Begin Selected excerpt
All those kinds of relations are defined in the taxonomic dictionary. The phrases can be used in Gellish for making formalized expressions close to natural language. Note that Gellish dictionary does not provide definitions of the separate words, such as is, a, part and of, but it gives definitions of the whole phrases, because the whole phrases represent kind of relation concepts: ways of being related. The definitions of the standard kinds of relations of the Gellish languages is given in the base ontology section of the Gellish taxonomic dictionary. The kinds of relations currently have ‘names’ and ‘Gellish phrases’ in English and in Dutch (Nederlands) and some in German and French. That base ontology section also contains definitions (and names) of the kinds of the roles that are played by objects in relations of those kinds and it contains definitions of the kinds of things that can play such roles. The definitions of kinds of relations also satisfy the rules for proper definitions of concepts in Gellish and thus form a consistent subtype-supertype hierarchy of kinds of relations. As all concepts in the dictionary, including the kinds of relations, roles and other kinds of things, are arranged in a subtype-supertype hierarchy of concepts, the Gellish dictionary is also a taxonomy. The collection of expressions that form the base ontology in the dictionary composes the top of that subtype-supertype hierarchy of concepts. All other concepts in the dictionary are subtypes of those generic concepts. The data in the Gellish dictionary are stored in a Gellish database or collection of files in Gellish Expression Format. For further information about that format see the Gellish Expression Format and its definition in the document ‘The Gellish syntax and contextual facts’.
End Selected excerpt
In the text on the Gellish taxonomic dictionary, name every language in which the kinds of relations have names and Gellish phrases.
Begin Raw data
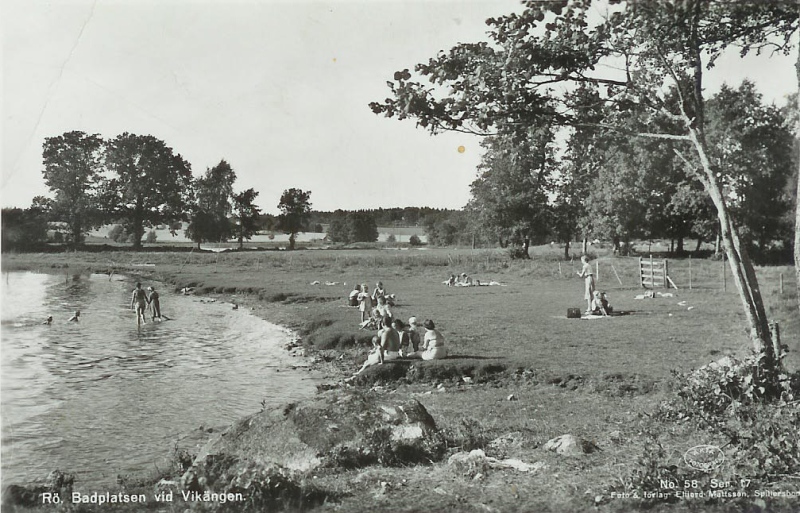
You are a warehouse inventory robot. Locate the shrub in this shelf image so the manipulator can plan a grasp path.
[508,246,530,260]
[108,224,128,242]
End Raw data
__Solution to this exercise__: English, Dutch (Nederlands), German (some of them), and French (some of them).